Word for word, retype every entry in the listing.

--- START Records for the exercise ---

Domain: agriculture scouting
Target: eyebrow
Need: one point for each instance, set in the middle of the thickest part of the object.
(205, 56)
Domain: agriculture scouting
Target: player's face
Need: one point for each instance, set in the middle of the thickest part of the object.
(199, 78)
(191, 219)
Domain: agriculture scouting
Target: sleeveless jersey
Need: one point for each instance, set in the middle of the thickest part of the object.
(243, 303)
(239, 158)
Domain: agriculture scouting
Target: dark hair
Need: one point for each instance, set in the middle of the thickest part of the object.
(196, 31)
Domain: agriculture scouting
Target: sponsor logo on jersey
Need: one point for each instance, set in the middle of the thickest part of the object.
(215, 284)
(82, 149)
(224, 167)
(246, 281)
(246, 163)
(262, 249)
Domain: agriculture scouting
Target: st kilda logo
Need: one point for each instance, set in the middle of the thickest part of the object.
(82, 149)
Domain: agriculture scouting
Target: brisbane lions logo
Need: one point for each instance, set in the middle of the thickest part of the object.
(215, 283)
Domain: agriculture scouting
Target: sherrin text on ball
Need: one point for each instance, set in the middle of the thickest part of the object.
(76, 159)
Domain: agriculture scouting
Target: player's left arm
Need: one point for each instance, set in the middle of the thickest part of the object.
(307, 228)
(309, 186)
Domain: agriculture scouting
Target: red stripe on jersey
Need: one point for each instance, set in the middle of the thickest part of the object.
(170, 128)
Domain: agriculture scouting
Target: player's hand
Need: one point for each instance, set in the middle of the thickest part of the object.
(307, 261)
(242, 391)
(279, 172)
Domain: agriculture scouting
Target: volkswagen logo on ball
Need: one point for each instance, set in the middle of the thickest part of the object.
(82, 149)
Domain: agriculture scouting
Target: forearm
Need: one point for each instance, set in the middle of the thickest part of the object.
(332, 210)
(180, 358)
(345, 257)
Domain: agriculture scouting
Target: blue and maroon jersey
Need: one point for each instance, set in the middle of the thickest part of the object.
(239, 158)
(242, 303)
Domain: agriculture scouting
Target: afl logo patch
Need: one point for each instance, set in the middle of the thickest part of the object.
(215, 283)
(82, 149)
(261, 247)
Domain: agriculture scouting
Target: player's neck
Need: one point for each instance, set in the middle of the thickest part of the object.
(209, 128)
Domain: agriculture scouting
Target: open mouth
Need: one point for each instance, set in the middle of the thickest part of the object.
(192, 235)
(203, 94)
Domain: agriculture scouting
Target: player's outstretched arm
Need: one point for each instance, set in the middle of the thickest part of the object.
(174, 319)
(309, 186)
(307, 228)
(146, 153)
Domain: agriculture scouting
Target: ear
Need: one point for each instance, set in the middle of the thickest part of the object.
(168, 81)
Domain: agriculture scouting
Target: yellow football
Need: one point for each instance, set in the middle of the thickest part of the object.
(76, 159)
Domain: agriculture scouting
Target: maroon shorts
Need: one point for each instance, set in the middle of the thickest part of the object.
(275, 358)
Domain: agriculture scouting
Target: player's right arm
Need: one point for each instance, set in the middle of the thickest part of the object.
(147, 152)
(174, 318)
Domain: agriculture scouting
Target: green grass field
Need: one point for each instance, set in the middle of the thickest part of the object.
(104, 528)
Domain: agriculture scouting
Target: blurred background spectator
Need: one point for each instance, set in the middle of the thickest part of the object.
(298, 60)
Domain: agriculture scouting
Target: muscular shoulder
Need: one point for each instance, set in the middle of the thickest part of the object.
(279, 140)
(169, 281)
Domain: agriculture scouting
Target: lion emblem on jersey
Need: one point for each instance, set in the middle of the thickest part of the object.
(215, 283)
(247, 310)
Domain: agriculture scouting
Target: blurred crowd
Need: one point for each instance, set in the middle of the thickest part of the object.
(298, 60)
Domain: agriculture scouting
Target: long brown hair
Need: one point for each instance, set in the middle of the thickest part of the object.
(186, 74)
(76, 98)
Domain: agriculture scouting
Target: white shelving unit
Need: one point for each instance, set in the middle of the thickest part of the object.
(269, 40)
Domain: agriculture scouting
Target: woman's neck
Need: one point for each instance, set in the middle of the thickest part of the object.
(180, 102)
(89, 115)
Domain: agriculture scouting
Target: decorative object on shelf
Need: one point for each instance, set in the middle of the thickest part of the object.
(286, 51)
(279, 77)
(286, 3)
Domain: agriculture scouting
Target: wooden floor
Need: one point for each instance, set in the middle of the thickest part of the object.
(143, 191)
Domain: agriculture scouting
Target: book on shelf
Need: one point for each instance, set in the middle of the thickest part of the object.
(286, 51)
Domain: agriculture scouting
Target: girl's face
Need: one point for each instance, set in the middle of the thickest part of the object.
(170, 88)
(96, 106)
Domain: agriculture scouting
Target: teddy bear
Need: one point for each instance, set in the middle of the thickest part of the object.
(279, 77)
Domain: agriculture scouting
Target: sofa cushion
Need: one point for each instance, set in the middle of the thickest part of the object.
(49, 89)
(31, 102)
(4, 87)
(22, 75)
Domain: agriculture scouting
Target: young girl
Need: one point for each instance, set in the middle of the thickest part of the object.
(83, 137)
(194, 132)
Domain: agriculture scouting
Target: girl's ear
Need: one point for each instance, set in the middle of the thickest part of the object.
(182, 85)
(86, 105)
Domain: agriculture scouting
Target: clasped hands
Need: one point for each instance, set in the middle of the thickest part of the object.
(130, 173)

--- END Records for the exercise ---

# Task result
Domain: agriculture scouting
Target: eyebrow
Need: one point for each instance, set in the middle of the thickest part of the object.
(205, 56)
Domain: agriculture scouting
Target: player's face
Need: one point for each instance, set in the middle of the thickest part of the object.
(199, 78)
(191, 219)
Domain: agriculture scouting
Target: sleeveless jersey
Need: one point for each instance, set in the middle of the thickest part of the object.
(243, 303)
(239, 158)
Domain: agriculture scouting
Target: dark hair
Need: one point for each instance, set in the middle of the thickest part of the object.
(196, 31)
Domain: agriculture scouting
Target: sponsor logo on jersey
Need: one point for each instance, set in the middle of the thickest part of the object.
(215, 284)
(82, 149)
(224, 167)
(246, 281)
(246, 163)
(262, 249)
Domain: agriculture scouting
Target: st kilda logo
Need: one point for each instance, set in the middle of the thickest part of the object.
(82, 149)
Domain: agriculture scouting
Target: brisbane lions logo
Need: one point for each instance, set in the middle of the thickest part of the object.
(215, 283)
Domain: agriculture scouting
Target: sherrin text on ball
Need: one point for each instance, set in the middle of the thickest part of the object.
(76, 159)
Domain: agriculture scouting
Target: player's left arm
Need: one point for each instance, set in the middle of the thickest part of the object.
(307, 228)
(309, 186)
Domain: agriculture scouting
Target: red stripe on jersey
Need: one point for each instance, set in the middle of the thickest part of the object.
(170, 128)
Domain: agriculture scouting
Target: player's hand
Need: one point for each instance, set in the middle of the thickest part of the object.
(307, 261)
(242, 391)
(279, 172)
Domain: agriculture scouting
Target: volkswagen logo on ball
Need: one point for each instance, set in the middle of the thickest part of the object.
(82, 149)
Domain: agriculture scouting
Target: forearm
Need: one point for each instance, set in the middle of the thickest part of the object.
(332, 210)
(180, 358)
(345, 257)
Domain: agriculture scouting
Target: blue and maroon jersey
Need: one point for each instance, set in the middle of the thickest part of the object.
(239, 158)
(242, 303)
Domain: agriculture scouting
Target: afl logo patch
Need: one point for each instance, set in the middle of the thickest part of the object.
(215, 283)
(82, 149)
(261, 247)
Domain: agriculture scouting
Target: player's neck
Need: one point for each instance, set in the middle of the thickest part of the object.
(209, 128)
Domain: agriculture scouting
Target: open mouth
Need: one point for each instance, set in the middle of the thickest part of the object.
(192, 235)
(203, 94)
Domain: agriculture scouting
Target: player's outstretched arm
Need: one point for each instance, set in the middle of the thickest part of the object.
(174, 319)
(309, 186)
(307, 228)
(146, 153)
Domain: agriculture scouting
Target: ear
Need: one point for each instance, set in the middle of the thickest part of the object.
(168, 81)
Domain: agriculture scouting
Target: yellow football
Need: one point for each instance, set in the middle of the thickest part of the object.
(76, 159)
Domain: agriculture scouting
Target: maroon shorts
Need: one point for each instance, set in the middle of the thickest part of the object.
(275, 358)
Domain: agriculture scouting
Target: player's right arm
Need: one point for each instance, set in the middle of the thickest part of the object.
(147, 152)
(174, 318)
Domain: agriculture scouting
Target: green grass field
Need: one point for each instance, set in the middle of the thickest part of the object.
(104, 528)
Domain: agriculture scouting
Target: blurred background spectator
Need: one point for each instance, set in the middle of the thickest part of the object.
(298, 60)
Domain: agriculture scouting
Target: muscular shoulder
Need: one point for each instance, set in the middle of the thickest part of the object.
(279, 140)
(169, 281)
Domain: agriculture scouting
Target: lion emblem on jersey
Need: one point for each instance, set in the middle of the thickest part of the object.
(215, 283)
(247, 310)
Domain: agriculture scouting
Target: blurred crowd
Need: one point for each instance, set in the middle of the thickest part of the object.
(298, 60)
Domain: agriculture scouting
Target: long brown hair
Need: one point for each instance, set in the middle of the thickest part of the object.
(186, 74)
(76, 98)
Domain: agriculture scouting
Target: white shelving unit
Need: one point for each instance, set in the middle of the thickest part of the object.
(269, 40)
Domain: agriculture scouting
Target: woman's neck
Need: one point for each instance, set in the middle of the thickest part of the object.
(180, 102)
(89, 115)
Domain: agriculture scouting
Target: decorative object on shelf
Need: one point for each instance, set in the middle of the thickest part of the object.
(286, 51)
(279, 77)
(286, 3)
Domain: agriculture scouting
Target: wooden floor
Need: one point for each instance, set in the middle of the thickest part of the object.
(143, 191)
Domain: agriculture scouting
Target: book on shelf
Need: one point for each instance, set in the middle of the thickest part of the object.
(286, 51)
Domain: agriculture scouting
Target: girl's face
Need: one point for each instance, set in the middle of the thickest part of the object.
(170, 88)
(96, 106)
Domain: agriculture scouting
Target: teddy bear
Need: one point for each instance, set in the middle of the thickest part of the object.
(279, 77)
Domain: agriculture scouting
Target: sofa cushion
Need: one point for each instance, set in the middle of the thickest part of the object.
(49, 89)
(31, 102)
(4, 87)
(22, 75)
Domain: agriculture scouting
Target: young girl
Need: one point for each instance, set in the middle of the thickest part of the object.
(83, 137)
(194, 132)
Domain: agriculture scouting
Target: girl's ear
Need: one point for each instance, set in the middle of the thickest part of the object.
(182, 85)
(86, 105)
Domain: agriculture scouting
Target: clasped hands
Need: one point for each instance, set in the middle of the thickest part of the object.
(130, 173)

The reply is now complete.